Reaction times, accuracy and 128-channel event-related potentials (ERPs) were measured from 14 normal, right-handed subjects while they performed two different parity-judgment tasks that require transformations of mental images: a relatively simple task requiring a single transformation (mental letter rotation), and a more complex task involving a coordinated sequence of transformations (mental paper folding). Reaction times increased monotonically with larger angular displacements from the upright (for mental rotation) and with number of squares carried (for mental paper folding). Both the tasks resulted in amplitude modulation of an approximately 420–700 ms latency ERP component at parietal electrodes. Scalp topographies indicated that right parietal cortex was activated during mental rotation, but bilateral parietal regions were activated during mental paper folding. Our results support the notion of a right hemispheric superiority for tasks involving simple, single mental rotations, but indicate greater involvement of the left hemisphere when a more complex sequence of transformations are required. This task-dependent lability of hemispheric function may account for some of the inconsistent results reported by previous neuroimaging and electrophysiological studies.

Introduction

Mental imagery involves the generation and manipulation of mental representations in the absence of appropriate sensory input. The most extensively studied mental-image manipulation is mental rotation, which is the ability to imagine visual shapes rotated to an orientation other than that in which they appear. Since reaction times are longer for larger angles of misorientation, it has been proposed that mental representations of objects are rotated through a trajectory in much the same manner that physical objects are rotated. Assuming a constant rate of mental rotation, it would thus take longer to traverse larger angular displacements (Cooper & Shepard, 1973; Shepard & Metzler, 1971).

Cooper and Shepard (1973) introduced a simple paradigm for studying mental rotation in which they presented asymmetric alphanumeric characters and required subjects to decide if each was normal or mirror-reversed (parity-judgment). These authors reasoned that if such characters are internally represented in their normal upright (canonical) positions, misoriented images would have to be mentally-rotated in order to perform the discrimination. Since the normal and mirror-reversed characters possess the same features, this task ensured that the discrimination could not be accomplished by alternative feature-based strategies that are independent of orientation. Indeed, the observed RT functions were entirely consistent with a mental rotation strategy, showing a sharp increase as a function of the angular departure of characters from their upright positions. These RT functions have been extensively replicated in parity-judgment tasks involving the discrimination of not only mirror-imaged characters, but also of left and right hands (Cooper & Shepard, 1975) of the mirror-image polygons (Ely, 1982), and of left- and right-facing naturalistic objects (Jolicoeur, 1985). Further, these RT functions are unique to parity judgment tasks: to our knowledge the only comparable phenomenon is the increased RTs obtained when subjects are required to identify rotated characters (Corballis, Zbrodoff, Shetzer, & Butler, 1978; White, 1980) or naturalistic objects (Jolicoeur, 1985). However, these tasks typically produce shallower RT slopes and a “dip” at 180°, and it is debatable whether mental rotation is actually involved (see Jolicoeur, 1990, Murray, 1997) for more detailed treatments of this issue). Thus, there is good evidence that the sharp RT functions elicited by parity judgments of misoriented shapes are a unique “behavioral signature” of mental rotation.

**What you need to do**:
1. Return the part of the mental rotation text starting with "Introduction" and going on through "Shepard & Metzler, 1971).", copied word for word.
2. The mental rotation text names the kinds of things people told apart in parity-judgment tasks that repeated these reaction-time results. List every one of them.

**Records shown**:
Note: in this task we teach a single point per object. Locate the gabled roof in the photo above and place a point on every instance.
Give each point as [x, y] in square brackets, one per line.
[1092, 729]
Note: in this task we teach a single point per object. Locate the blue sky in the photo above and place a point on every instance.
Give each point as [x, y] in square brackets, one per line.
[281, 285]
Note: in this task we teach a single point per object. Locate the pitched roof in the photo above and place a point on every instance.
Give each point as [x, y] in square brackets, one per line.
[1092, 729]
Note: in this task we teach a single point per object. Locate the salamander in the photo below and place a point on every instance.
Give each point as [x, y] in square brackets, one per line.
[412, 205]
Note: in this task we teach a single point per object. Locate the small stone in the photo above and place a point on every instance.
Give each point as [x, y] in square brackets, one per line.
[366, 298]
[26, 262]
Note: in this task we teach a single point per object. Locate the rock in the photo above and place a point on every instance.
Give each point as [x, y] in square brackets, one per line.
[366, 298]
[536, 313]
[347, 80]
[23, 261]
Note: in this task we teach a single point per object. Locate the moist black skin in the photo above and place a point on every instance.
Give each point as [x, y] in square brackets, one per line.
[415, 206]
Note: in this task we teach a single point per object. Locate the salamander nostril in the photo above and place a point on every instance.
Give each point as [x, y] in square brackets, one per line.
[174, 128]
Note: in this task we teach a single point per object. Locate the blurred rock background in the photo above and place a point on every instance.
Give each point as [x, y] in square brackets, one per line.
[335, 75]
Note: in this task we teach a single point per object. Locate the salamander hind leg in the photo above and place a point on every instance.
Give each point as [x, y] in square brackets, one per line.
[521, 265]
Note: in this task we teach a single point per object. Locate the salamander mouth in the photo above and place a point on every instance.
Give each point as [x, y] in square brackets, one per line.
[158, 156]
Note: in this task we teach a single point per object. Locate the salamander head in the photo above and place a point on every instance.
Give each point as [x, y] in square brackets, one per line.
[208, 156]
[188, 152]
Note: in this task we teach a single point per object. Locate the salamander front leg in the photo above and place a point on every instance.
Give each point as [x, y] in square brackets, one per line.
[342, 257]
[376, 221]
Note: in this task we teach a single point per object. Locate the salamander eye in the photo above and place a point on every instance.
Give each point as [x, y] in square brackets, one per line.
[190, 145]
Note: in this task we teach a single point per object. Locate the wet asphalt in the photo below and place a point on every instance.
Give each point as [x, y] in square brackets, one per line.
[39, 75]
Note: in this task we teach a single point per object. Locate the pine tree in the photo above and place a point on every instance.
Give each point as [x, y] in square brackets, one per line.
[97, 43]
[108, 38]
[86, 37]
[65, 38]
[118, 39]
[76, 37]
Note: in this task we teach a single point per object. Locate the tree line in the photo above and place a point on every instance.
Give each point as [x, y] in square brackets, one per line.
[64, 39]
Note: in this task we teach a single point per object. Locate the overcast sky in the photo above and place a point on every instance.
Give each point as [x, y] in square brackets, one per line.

**Solutions for each task**:
1.
Introduction

Mental imagery involves the generation and manipulation of mental representations in the absence of appropriate sensory input. The most extensively studied mental-image manipulation is mental rotation, which is the ability to imagine visual shapes rotated to an orientation other than that in which they appear. Since reaction times are longer for larger angles of misorientation, it has been proposed that mental representations of objects are rotated through a trajectory in much the same manner that physical objects are rotated. Assuming a constant rate of mental rotation, it would thus take longer to traverse larger angular displacements (Cooper & Shepard, 1973; Shepard & Metzler, 1971).

2.
- Mirror-imaged characters
- Left and right hands
- Mirror-image polygons
- Left- and right-facing naturalistic objects